- **PROVIDED RECORDS**:
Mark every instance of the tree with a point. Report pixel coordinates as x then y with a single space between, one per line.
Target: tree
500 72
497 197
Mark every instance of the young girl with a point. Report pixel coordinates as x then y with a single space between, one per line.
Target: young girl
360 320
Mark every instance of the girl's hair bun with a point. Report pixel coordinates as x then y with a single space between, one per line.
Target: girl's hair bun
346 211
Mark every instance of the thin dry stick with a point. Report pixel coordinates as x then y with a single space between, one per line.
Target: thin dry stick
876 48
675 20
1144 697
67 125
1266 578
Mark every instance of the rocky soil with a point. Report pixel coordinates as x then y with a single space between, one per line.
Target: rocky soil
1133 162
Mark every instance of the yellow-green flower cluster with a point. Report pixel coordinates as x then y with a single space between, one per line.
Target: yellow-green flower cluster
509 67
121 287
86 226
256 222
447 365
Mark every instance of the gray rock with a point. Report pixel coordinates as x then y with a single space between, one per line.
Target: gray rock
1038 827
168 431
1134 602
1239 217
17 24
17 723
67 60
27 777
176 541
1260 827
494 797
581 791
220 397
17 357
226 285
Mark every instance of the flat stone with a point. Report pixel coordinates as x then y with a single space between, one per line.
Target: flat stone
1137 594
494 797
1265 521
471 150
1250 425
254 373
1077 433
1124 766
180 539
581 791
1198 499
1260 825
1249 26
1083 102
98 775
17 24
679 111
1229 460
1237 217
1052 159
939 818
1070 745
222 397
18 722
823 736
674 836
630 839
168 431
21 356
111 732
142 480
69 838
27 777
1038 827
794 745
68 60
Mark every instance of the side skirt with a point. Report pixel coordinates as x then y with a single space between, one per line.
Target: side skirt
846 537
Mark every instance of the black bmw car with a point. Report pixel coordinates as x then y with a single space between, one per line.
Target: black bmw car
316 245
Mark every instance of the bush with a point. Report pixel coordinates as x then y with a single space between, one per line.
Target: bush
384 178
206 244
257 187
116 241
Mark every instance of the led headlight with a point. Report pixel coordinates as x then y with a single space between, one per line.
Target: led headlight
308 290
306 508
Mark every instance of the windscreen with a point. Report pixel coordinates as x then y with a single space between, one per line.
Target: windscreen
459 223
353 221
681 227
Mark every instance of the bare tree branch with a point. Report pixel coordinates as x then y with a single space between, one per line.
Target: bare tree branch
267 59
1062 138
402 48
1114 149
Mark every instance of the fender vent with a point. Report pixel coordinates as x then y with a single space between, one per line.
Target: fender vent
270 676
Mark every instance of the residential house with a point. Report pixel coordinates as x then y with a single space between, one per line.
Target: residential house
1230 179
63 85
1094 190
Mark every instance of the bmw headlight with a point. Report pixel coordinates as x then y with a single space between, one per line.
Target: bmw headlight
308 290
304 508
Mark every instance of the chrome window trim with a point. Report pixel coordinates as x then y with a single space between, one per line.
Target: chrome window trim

- **GOAL**: Copy every line of the records word for word.

- **TASK RESULT**:
Mark every instance of the tree with a point. Report pixel coordinates as x then y with a single space between, one per line.
Target: tree
500 72
497 197
Mark every instance of the young girl with a point. Report pixel coordinates as x then y with a single space between, one per line.
Target: young girl
360 320
Mark every instance of the girl's hair bun with a point. Report pixel coordinates as x then y with a single space between, one per line.
Target: girl's hair bun
346 211
Mark every instance of the thin dry stick with a point. Report pixel coordinates as x then y with a single space between, one per line.
Target: thin dry stick
876 48
675 20
1144 697
67 125
1266 578
Mark every instance of the rocky soil with a point. Report pixel coordinates as x then y with a single space between, one per line.
Target: rocky soil
1133 162
Mark every instance of the yellow-green flower cluster with a point. Report pixel coordinates as x then y with a single space between, one per line.
Target: yellow-green flower cluster
509 67
121 287
86 226
256 222
447 365
Mark every instance of the gray rock with a point. Report pixel coordinates as x then y with a single space between, one per line.
Target: gray rock
1038 827
168 431
1134 602
1239 217
17 24
17 723
67 60
27 777
176 541
1260 827
494 797
581 791
220 397
17 357
226 285
Mark every instance of the flat stone with a point. Report pixel coordinates as x then y with a single space between, one per line.
Target: flat stone
1137 594
494 797
1265 521
471 150
1250 425
254 373
1077 433
1124 766
180 539
581 791
1198 499
1260 825
1249 26
1083 102
98 775
17 24
679 111
1229 460
1237 217
1052 159
939 818
1070 745
222 397
18 722
823 736
674 836
630 839
168 431
21 356
111 732
142 480
69 838
27 777
1038 827
794 745
68 60
Mark every instance of the side skirt with a point. Report pixel coordinates as x then y with a single space between, one per line.
Target: side skirt
846 537
Mark every instance of the black bmw car with a point. Report pixel coordinates as x then y with a single space between, one per line.
Target: black bmw car
316 245
Mark every instance of the bush with a point. Report pixel coordinates as x then y with a single space between, one per line.
Target: bush
384 178
206 244
257 187
116 241
Mark every instance of the led headlight with a point. Report pixel coordinates as x then y with a single space between, one per line.
Target: led headlight
308 290
306 508
Mark every instance of the windscreen with a point. Report pixel coordinates as x then y with a single space between, one per line.
Target: windscreen
459 223
353 221
681 227
Mark every instance of the bare tree branch with a point. Report pixel coordinates as x then y with a single space between, one per line.
Target: bare tree branch
267 59
1062 138
402 48
1114 149
Mark every instance of the fender vent with a point. Report pixel coordinates as x then y with a single space between, one per line.
Target: fender vent
270 676
Mark every instance of the residential house with a point. Report pixel coordinates as x then y with a single space between, one per line.
Target: residential house
1230 179
63 85
1094 190
Mark every instance of the bmw headlight with a point. Report pixel coordinates as x then y with a single space between, one per line.
Target: bmw headlight
308 290
304 508
Mark every instance of the chrome window trim with a point. Report pixel coordinates as x then y with a single space between, one per line.
Target: chrome window trim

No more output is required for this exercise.